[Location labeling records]
--- BEGIN ---

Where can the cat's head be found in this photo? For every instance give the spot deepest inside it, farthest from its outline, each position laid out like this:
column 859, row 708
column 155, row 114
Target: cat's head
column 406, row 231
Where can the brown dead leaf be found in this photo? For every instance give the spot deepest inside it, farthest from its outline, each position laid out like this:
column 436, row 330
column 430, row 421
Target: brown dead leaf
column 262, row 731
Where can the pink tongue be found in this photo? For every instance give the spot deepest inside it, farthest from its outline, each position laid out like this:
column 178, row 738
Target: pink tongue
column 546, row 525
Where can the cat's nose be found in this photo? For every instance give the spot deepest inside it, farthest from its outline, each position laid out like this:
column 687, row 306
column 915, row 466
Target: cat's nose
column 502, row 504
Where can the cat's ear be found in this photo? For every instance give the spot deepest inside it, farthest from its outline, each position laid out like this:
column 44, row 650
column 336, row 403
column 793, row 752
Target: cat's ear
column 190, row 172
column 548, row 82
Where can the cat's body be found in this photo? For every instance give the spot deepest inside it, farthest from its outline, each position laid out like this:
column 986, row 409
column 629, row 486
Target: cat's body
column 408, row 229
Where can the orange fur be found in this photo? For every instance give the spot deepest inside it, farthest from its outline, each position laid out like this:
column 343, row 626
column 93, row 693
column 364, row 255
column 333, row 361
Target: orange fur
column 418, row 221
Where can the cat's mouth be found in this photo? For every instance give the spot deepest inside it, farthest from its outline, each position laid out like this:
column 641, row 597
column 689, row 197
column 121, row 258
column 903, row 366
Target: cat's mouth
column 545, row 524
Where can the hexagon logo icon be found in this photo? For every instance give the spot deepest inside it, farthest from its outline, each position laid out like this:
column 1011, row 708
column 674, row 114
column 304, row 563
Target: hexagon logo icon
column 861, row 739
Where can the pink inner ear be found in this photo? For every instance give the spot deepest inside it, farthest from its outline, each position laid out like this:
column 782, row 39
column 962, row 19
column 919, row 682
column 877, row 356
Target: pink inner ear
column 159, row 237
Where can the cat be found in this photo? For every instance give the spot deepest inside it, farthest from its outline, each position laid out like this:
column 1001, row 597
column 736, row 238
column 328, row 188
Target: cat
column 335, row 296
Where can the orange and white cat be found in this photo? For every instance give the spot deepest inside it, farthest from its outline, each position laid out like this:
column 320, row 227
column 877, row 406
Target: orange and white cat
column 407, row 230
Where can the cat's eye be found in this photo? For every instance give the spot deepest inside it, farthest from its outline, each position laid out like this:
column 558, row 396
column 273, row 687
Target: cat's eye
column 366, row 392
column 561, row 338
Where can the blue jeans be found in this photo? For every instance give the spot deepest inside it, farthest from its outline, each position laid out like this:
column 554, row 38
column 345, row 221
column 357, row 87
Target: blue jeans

--- END ---

### The exercise
Reproduce all of the material above word for word, with nothing left out or changed.

### Written answer
Where can the cat's head be found in this photo? For every instance give the spot deepest inside it, farthest from its outline, each position laid out like this:
column 859, row 708
column 155, row 114
Target: cat's head
column 406, row 231
Where can the brown dead leaf be found in this photo? For every instance give the spot deepest inside it, farthest from its outline, each position laid out like this:
column 436, row 330
column 430, row 421
Target: brown dead leaf
column 262, row 731
Where can the pink tongue be found in this photo? For every instance give the spot deepest inside it, farthest from its outline, each position laid out like this:
column 178, row 738
Target: pink tongue
column 546, row 525
Where can the cat's nose be found in this photo? For every instance give the spot deepest inside it, farthest from its outline, each position laid out like this:
column 687, row 306
column 915, row 466
Target: cat's nose
column 502, row 504
Where can the cat's ear be found in this photo? For every instance give the spot deepest inside it, farthest from its outline, each position laid out like this:
column 44, row 650
column 336, row 403
column 793, row 752
Target: cat's ear
column 190, row 172
column 548, row 82
Where can the cat's body be found in this photo? For every instance give the spot deepest inside it, farthest from its outline, each position laid out like this:
column 986, row 409
column 629, row 486
Target: cat's body
column 408, row 229
Where can the orange fur be found in this photo? For every instance give the spot deepest inside it, farthest from its outline, each position laid out like this:
column 343, row 626
column 93, row 693
column 364, row 255
column 333, row 361
Target: orange fur
column 418, row 221
Where can the cat's mouth be found in this photo? For every instance give the spot deepest inside it, farthest from its outline, each position laid out like this:
column 641, row 597
column 689, row 197
column 121, row 258
column 903, row 366
Target: cat's mouth
column 545, row 524
Where can the hexagon logo icon be found in this photo? For every instance give the spot deepest inside it, farthest from its outline, each position laid out like this:
column 1011, row 708
column 674, row 114
column 304, row 563
Target: hexagon logo icon
column 861, row 739
Where can the pink inner ear be found in this photo? For every instance give the spot deepest inside it, farthest from its outline, each position laid out like this:
column 782, row 39
column 962, row 19
column 919, row 682
column 877, row 356
Target: pink inner ear
column 159, row 237
Where can the cat be found in this photo? For every instance give the spot deepest inside it, farthest from its outline, each position laid out like this:
column 1001, row 597
column 736, row 238
column 328, row 188
Target: cat
column 335, row 296
Where can the orange and white cat be found in this photo? For every instance give the spot deepest inside it, farthest from its outline, each position laid out like this:
column 320, row 227
column 877, row 406
Target: orange and white cat
column 407, row 230
Where can the cat's eye be found in this photo? For every instance give the spot deepest inside it, farthest from its outline, each position laid out like this:
column 558, row 396
column 273, row 687
Target: cat's eye
column 366, row 392
column 561, row 338
Where can the blue jeans be found in this photo? For every instance give the spot deepest inside it, farthest from its outline, each position laid out like this:
column 554, row 38
column 345, row 221
column 357, row 87
Target: blue jeans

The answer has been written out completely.